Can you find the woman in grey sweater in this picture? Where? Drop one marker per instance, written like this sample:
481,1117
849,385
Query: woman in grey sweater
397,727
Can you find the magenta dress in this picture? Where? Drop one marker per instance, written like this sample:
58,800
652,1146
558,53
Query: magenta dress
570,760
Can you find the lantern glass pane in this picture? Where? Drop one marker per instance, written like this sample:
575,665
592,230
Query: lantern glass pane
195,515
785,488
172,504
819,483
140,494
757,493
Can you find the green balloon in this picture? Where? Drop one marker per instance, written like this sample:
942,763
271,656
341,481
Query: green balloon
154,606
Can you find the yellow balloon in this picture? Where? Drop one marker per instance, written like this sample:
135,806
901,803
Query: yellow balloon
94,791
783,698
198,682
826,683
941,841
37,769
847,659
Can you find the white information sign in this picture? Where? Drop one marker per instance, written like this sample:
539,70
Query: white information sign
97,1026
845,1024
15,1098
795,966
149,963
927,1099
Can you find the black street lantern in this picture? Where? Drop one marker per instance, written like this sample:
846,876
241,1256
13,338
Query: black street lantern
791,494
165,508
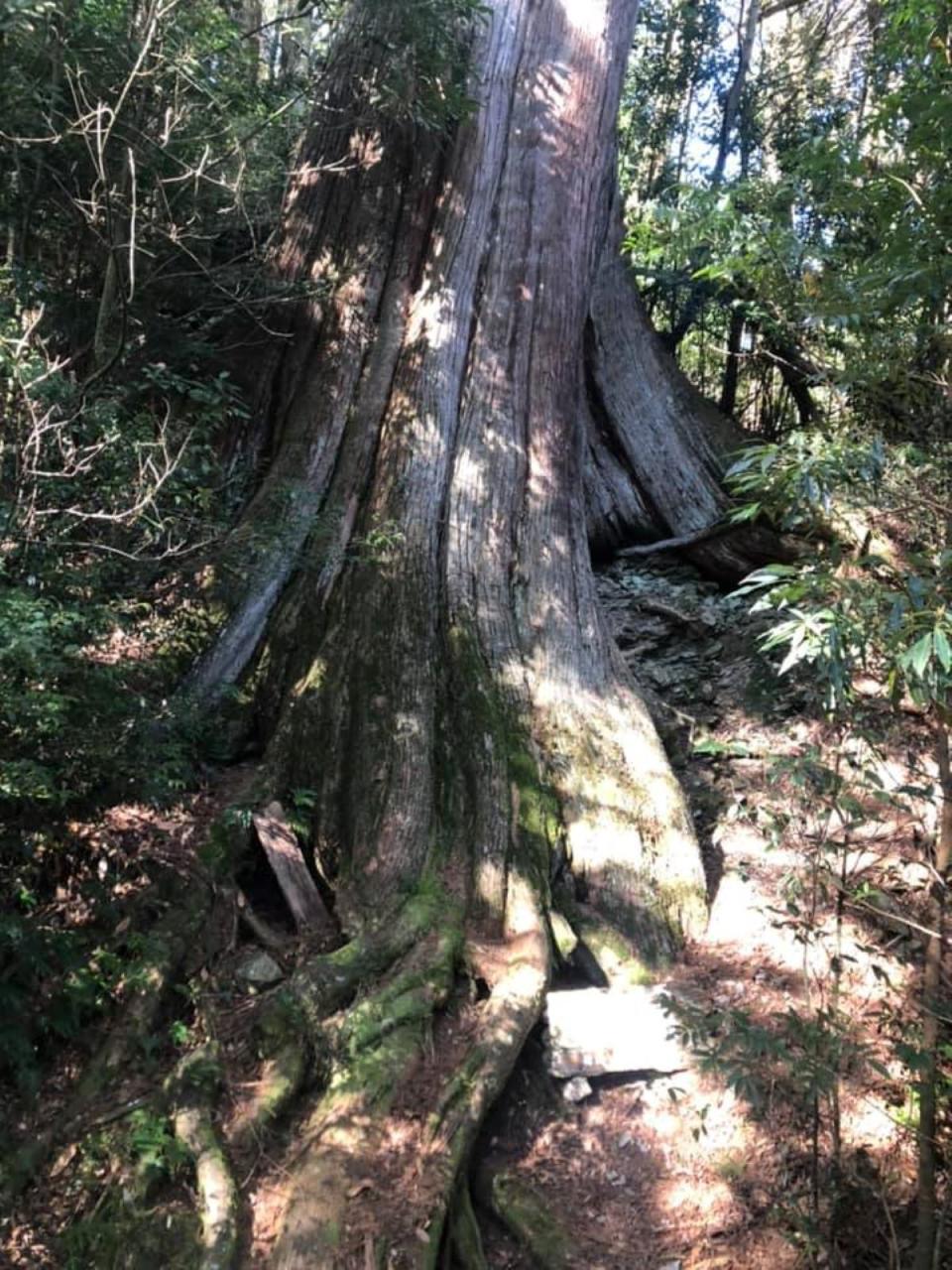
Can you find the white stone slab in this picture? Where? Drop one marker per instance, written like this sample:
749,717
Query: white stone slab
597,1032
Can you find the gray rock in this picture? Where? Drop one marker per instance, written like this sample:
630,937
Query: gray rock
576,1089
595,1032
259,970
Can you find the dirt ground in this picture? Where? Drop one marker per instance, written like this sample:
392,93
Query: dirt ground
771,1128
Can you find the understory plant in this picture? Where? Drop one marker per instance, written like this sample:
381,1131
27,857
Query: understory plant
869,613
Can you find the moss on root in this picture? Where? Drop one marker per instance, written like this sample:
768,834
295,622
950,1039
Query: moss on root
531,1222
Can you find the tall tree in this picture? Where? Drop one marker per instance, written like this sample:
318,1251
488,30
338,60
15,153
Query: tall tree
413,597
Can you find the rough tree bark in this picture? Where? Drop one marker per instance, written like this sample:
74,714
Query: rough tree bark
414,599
· · ·
(What the task asks)
Write the entries out again exactly as they appear, with the pictures omitted.

(Answer box)
Can you find the woman in grey sweater in this picture? Where? Drop one marker per instance, written like this sample:
481,1117
849,385
Query: woman in grey sweater
397,727
Can you find the magenta dress in this picture? Where? Drop one marker per instance, written like this sample:
58,800
652,1146
558,53
Query: magenta dress
570,760
Can you find the lantern glass pane in this picture? Where? Drop one marker per instance, written like this sample:
575,665
592,230
Query: lantern glass pane
195,515
785,488
172,504
819,483
140,494
757,493
Can you find the green balloon in this picture? Where? Drop one marker per instance, written like this sample:
942,763
271,656
341,481
Query: green balloon
154,606
Can you find the yellow balloon in this picture? Where? Drop one marker per instance, written like this sample:
135,806
901,803
Query: yellow balloon
94,791
783,698
198,682
826,683
941,841
37,769
847,659
Can you find the white information sign in this picture? Where? Drop one marker per instance, written like this sample:
539,70
Query: white information sign
97,1026
845,1024
15,1098
795,966
149,963
927,1099
Can you find the black street lantern in this picture? Where? Drop one marker per instance, written like this sample:
846,876
241,1256
13,338
Query: black street lantern
791,494
165,508
Can you find the white stone slab in this picture? Where? Drop one marker per instance, written like this sample:
749,717
Query: white stone slab
597,1032
Can you find the gray rock in this picture? Where? Drop one marker per instance, written like this sample:
630,937
Query: gray rock
576,1089
595,1032
259,970
Can you find the dirt ground in this picture? Where? Drop one marker per instance, written like this sample:
392,93
Query: dirt ground
771,1128
Can you find the understory plant in this picture? Where? Drop one marker per instance, written like this sample:
381,1131
27,857
Query: understory plant
869,613
Can you find the moss on root in this picture? Where? Drop one marker per instance, written like this sample:
768,834
295,622
950,1039
Query: moss on root
531,1222
Can you find the tall tree in this picture? Where? Drop one marker per instance, written like this sample:
318,1251
488,30
338,60
15,153
Query: tall tree
413,597
Can you find the rough tree bark in this picture? Where? Drop one marker per instance, written like this sample:
74,714
Query: rough tree bark
414,599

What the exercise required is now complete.